### EXERCISE
In this exercise, each record below is to be written out again exactly.

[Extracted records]
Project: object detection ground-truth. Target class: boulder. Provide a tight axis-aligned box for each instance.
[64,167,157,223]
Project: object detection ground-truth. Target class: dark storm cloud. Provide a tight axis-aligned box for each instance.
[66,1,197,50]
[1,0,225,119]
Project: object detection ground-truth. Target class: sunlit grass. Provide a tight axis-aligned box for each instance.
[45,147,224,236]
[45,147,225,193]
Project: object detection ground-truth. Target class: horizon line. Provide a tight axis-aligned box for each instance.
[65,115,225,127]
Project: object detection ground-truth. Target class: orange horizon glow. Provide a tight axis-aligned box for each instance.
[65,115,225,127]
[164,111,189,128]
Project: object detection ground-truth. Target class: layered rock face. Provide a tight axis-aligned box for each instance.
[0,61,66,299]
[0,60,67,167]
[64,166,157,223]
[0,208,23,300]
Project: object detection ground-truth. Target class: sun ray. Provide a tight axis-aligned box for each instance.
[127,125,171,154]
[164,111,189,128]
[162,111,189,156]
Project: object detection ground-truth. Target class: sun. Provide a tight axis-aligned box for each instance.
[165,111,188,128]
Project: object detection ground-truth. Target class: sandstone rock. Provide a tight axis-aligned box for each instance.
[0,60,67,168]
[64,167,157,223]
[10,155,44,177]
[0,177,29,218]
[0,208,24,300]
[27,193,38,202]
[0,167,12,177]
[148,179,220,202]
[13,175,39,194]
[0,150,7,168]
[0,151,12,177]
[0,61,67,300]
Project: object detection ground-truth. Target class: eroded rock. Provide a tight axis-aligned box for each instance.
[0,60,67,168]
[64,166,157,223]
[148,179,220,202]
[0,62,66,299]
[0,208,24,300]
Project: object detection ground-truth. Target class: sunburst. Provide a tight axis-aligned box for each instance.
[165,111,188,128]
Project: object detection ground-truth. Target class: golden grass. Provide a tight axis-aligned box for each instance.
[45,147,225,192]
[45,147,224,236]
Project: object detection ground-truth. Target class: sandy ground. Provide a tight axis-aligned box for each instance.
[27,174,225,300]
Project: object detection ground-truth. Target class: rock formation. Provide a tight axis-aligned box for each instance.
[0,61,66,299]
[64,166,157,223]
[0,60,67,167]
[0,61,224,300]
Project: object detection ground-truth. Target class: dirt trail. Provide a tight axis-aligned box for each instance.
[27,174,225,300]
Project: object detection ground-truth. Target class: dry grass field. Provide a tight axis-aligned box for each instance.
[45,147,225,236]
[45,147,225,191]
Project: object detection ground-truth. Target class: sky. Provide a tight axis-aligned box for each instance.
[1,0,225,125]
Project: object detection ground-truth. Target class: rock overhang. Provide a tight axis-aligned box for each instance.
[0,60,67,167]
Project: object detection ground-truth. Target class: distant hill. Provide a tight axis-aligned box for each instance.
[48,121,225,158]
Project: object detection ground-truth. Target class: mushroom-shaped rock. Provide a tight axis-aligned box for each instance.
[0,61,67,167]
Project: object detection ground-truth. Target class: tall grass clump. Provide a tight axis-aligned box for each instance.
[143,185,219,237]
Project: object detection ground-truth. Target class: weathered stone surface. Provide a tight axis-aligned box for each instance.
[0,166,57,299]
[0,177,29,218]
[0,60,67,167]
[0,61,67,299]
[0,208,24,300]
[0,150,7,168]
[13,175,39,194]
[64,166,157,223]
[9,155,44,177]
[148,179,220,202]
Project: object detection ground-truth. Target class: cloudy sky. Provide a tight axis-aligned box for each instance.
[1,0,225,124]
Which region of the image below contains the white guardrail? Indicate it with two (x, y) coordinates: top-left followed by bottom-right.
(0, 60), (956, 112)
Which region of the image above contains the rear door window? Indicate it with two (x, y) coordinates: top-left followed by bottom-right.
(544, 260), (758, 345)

### RESULT FOR THIS EXERCISE
Project: object detection ground-truth. Target class: boulder. Provide a tight axis-aligned box for each instance.
[64,167,157,223]
Project: object detection ground-truth. Target class: dark storm cloud. Provide a tight axis-aligned box for each instance.
[66,1,197,50]
[1,0,225,119]
Project: object detection ground-truth. Target class: sunlit grass. Provide a tight axis-aligned box for each instance.
[45,147,224,236]
[45,147,225,193]
Project: object detection ground-truth. Target class: horizon line. Provide a tight axis-aligned box for each instance.
[65,115,225,127]
Project: object detection ground-truth. Target class: orange horizon glow. Provide a tight axis-aligned box for each instance.
[65,115,225,127]
[164,111,189,128]
Project: object detection ground-truth. Target class: layered rock face. Provide a tight axis-aligned box for each instance.
[0,61,66,299]
[0,60,67,167]
[64,166,157,223]
[0,208,23,300]
Project: object detection ground-truth. Target class: sun ray. Provide a tight axis-aligned box for each instance.
[127,125,171,154]
[164,111,189,128]
[162,111,189,156]
Project: object detection ground-truth. Target class: sun. Provide a tight axis-aligned box for each instance.
[165,111,188,128]
Project: object detection ground-truth. Target class: sandstone rock. Provide a tight axis-aligned box for each instance.
[0,60,67,168]
[64,167,157,223]
[10,155,44,177]
[0,177,29,218]
[0,208,24,300]
[27,193,38,202]
[0,167,12,177]
[148,179,220,202]
[13,175,39,194]
[0,150,7,168]
[0,151,12,177]
[0,61,67,300]
Project: object detection ground-truth. Target class: eroded rock. Provide a tight axis-aligned box for each instance.
[0,60,67,168]
[64,166,157,223]
[148,179,220,202]
[0,62,66,299]
[0,208,24,300]
Project: object detection ground-truth. Target class: sunburst. Provide a tight axis-aligned box for each instance.
[165,111,188,128]
Project: object detection ground-truth. Target class: golden grass. Provide a tight axis-aligned box for each instance.
[45,147,225,192]
[45,147,224,236]
Project: object detection ground-truth. Target class: sandy ground. Provide a tight axis-aligned box for each instance.
[27,174,225,300]
Project: object detection ground-truth. Target class: rock formation. Provide a tight axis-aligned box for each instance.
[0,61,66,299]
[64,166,157,223]
[0,60,67,167]
[0,61,224,300]
Project: object detection ground-truth. Target class: dirt trail. Provide a tight axis-aligned box for each instance.
[27,174,225,300]
Project: object detection ground-truth. Target class: dry grass field. Provide a tight axis-aligned box for each instance.
[45,147,225,236]
[45,147,225,191]
Project: object detection ground-truth. Target class: sky. Provide a tight axis-aligned box for each instance.
[1,0,225,125]
Project: object detection ground-truth. Target class: rock overhang. Provide a tight axis-aligned box for each instance.
[0,60,67,167]
Project: object detection ground-truth. Target class: distant hill. Provide a tight axis-aligned box for each instance.
[48,121,225,158]
Project: object detection ground-truth. Target class: mushroom-shaped rock. Provide a tight axis-aligned box for each instance.
[0,61,67,167]
Project: object detection ground-truth. Target class: tall grass clump. Provide a tight axis-aligned box for each instance.
[143,185,219,237]
Project: object detection ground-truth. Target class: weathered stone surface. Provide a tight axis-aligned box for each instance.
[0,166,57,299]
[0,177,29,218]
[0,60,67,167]
[0,61,67,299]
[0,208,24,300]
[0,150,7,168]
[13,175,39,194]
[64,166,157,223]
[9,155,44,177]
[148,179,220,202]
Project: object detection ground-truth. Target class: cloudy sky. Provide a tight axis-aligned box for each instance.
[1,0,225,124]
Which region of the image below contains the white guardrail? Indicate it with two (x, y) coordinates: top-left followed by bottom-right.
(0, 60), (956, 112)
Which region of the image above contains the rear door window? Indicate it with two (x, y) coordinates: top-left followed by bottom-right.
(544, 260), (758, 345)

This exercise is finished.